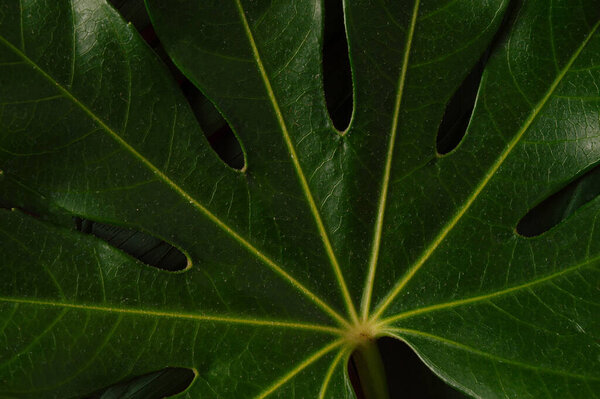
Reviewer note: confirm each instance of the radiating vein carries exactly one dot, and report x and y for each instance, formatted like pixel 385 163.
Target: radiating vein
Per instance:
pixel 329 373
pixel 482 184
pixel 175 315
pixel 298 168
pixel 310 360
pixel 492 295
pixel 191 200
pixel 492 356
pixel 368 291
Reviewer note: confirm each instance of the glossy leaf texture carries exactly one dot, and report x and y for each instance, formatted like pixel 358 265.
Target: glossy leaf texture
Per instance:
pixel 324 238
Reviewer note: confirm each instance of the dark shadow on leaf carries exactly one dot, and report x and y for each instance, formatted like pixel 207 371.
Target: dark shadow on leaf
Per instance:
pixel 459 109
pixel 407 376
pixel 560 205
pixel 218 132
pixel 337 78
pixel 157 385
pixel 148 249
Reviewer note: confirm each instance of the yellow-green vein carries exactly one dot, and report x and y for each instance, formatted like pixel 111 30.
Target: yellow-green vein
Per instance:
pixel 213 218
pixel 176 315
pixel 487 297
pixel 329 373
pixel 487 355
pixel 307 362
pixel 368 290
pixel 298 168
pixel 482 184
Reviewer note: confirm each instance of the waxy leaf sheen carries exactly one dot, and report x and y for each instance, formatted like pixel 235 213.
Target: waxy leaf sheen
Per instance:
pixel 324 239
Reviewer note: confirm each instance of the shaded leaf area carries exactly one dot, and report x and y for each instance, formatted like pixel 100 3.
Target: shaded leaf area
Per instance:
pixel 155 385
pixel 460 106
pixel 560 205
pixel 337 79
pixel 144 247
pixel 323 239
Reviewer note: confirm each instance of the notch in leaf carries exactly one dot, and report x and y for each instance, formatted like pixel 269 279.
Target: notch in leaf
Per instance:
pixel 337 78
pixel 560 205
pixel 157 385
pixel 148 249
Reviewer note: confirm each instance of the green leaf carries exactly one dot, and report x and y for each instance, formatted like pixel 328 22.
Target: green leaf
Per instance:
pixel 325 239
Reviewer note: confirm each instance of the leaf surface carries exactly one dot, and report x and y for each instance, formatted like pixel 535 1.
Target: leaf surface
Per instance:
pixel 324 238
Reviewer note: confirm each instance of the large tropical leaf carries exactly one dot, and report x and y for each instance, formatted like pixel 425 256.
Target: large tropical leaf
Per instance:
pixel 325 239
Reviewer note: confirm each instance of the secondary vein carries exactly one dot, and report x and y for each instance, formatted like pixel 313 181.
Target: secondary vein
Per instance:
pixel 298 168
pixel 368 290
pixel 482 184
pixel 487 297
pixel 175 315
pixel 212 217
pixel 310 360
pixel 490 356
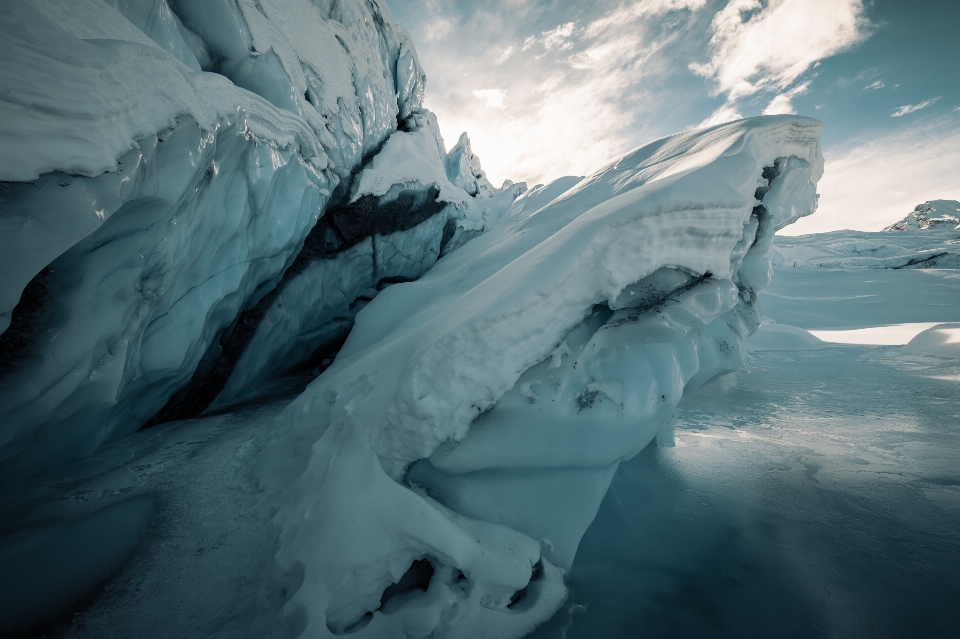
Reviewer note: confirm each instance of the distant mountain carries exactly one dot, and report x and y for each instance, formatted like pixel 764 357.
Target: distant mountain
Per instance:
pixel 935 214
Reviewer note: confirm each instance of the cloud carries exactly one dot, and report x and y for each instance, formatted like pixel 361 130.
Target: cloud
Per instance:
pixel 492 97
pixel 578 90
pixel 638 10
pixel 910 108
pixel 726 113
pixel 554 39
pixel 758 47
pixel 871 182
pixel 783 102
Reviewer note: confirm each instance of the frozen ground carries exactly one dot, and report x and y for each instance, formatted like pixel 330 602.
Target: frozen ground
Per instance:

====

→ **Exercise details**
Rewrite the part above that opens with the line containing "Reviewer note: confirm each instance of the large" and closes with the line containing "pixel 935 214" as a numbered list, skipping any blank lines. Leave the pictures out of your answer.

→ **Task result**
1. Reviewer note: confirm each instance of the large tropical leaf carries exactly one dot, and report x and y for each instance, formatted like pixel 425 256.
2. Target: large tropical leaf
3. Per instance:
4. pixel 325 239
5. Reviewer note: confirm each instance of the secondary vein carries exactly one dot, and report x and y for each instance, formatted like pixel 313 181.
6. Target: secondary vein
7. Per instance:
8. pixel 298 168
9. pixel 368 290
10. pixel 482 184
11. pixel 487 297
12. pixel 175 315
13. pixel 212 217
14. pixel 310 360
15. pixel 490 356
16. Reviewer note: confirm each instance of the distant mountain carries exactly one dot, and report x and y for each instance, formatted like pixel 764 357.
17. Target: distant mountain
18. Per instance:
19. pixel 935 214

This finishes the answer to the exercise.